● What you should do
Count the lines in the data below that include the word "woman", then state the total and nothing besides.

§ §

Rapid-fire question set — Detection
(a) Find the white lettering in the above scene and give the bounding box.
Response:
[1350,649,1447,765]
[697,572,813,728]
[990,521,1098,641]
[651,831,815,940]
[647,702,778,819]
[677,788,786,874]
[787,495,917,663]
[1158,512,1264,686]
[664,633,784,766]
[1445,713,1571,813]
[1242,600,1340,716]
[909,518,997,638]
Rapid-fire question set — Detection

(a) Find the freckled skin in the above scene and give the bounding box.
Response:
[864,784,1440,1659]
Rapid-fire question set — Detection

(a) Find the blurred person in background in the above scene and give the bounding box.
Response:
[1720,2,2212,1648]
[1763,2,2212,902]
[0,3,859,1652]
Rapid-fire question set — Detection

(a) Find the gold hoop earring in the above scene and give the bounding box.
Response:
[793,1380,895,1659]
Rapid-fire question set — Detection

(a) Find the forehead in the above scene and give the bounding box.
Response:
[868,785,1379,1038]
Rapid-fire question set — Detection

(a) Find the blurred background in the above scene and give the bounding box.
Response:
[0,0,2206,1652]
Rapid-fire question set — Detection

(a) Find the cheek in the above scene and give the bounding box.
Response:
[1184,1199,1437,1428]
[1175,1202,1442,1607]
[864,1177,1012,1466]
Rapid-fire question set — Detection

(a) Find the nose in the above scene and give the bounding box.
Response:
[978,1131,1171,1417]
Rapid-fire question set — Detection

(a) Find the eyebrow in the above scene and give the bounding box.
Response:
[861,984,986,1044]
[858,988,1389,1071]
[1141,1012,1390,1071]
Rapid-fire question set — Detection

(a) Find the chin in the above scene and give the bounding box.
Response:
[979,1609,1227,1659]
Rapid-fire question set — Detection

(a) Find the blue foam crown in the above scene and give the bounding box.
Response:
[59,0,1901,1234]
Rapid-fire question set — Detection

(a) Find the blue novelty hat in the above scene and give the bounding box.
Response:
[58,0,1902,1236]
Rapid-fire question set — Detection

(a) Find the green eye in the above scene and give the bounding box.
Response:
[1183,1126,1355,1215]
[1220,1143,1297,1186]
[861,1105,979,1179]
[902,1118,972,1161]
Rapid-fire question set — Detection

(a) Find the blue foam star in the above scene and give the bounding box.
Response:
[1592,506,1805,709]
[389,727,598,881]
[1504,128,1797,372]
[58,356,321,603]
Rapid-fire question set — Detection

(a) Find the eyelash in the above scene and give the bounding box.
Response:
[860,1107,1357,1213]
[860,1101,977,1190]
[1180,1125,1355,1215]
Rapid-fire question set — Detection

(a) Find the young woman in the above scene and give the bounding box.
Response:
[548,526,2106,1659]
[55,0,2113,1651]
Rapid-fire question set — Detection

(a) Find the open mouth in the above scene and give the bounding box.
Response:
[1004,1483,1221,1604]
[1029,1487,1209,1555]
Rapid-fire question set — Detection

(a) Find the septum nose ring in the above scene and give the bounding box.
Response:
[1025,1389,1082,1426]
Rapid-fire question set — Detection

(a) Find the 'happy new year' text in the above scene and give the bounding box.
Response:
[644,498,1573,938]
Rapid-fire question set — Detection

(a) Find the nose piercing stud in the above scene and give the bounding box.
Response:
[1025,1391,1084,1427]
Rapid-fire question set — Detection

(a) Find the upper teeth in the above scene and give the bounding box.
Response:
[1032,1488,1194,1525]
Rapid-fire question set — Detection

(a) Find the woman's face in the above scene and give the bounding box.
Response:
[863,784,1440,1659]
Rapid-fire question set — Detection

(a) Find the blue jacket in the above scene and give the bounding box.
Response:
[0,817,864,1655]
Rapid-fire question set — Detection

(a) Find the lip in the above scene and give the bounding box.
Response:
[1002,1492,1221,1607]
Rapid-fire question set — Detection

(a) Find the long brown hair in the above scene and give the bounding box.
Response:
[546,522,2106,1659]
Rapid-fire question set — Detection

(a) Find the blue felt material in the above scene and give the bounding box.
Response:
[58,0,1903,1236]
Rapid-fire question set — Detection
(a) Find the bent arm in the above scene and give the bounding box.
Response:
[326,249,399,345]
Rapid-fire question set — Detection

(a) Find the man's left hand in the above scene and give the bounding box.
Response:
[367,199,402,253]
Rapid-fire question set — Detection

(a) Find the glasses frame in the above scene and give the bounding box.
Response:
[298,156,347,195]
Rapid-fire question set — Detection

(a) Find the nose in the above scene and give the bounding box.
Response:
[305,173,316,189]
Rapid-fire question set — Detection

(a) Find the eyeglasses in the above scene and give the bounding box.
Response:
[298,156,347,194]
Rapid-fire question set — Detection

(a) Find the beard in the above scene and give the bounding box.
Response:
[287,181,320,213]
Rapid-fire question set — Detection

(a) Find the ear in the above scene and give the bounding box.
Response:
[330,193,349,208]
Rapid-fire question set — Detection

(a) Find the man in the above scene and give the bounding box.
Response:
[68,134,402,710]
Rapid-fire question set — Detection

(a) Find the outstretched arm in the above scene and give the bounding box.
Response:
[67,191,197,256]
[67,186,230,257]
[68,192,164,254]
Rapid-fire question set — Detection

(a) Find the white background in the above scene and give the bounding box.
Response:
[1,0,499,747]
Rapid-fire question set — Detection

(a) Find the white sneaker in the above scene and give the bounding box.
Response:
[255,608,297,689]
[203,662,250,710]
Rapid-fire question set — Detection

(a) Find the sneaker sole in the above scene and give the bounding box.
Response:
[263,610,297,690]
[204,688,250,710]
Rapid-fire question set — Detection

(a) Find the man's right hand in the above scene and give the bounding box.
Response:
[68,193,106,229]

§ §

● Expected answer
2